» Exercise prompt
Return verbatim the portion of the material below that starts at the line containing "x=779, y=199" and ends at its last line.

» Available data
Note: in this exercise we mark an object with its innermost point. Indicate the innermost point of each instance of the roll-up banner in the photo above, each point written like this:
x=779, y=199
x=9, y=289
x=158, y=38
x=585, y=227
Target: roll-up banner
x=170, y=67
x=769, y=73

» Solved problem
x=779, y=199
x=9, y=289
x=158, y=38
x=585, y=227
Target: roll-up banner
x=170, y=67
x=769, y=73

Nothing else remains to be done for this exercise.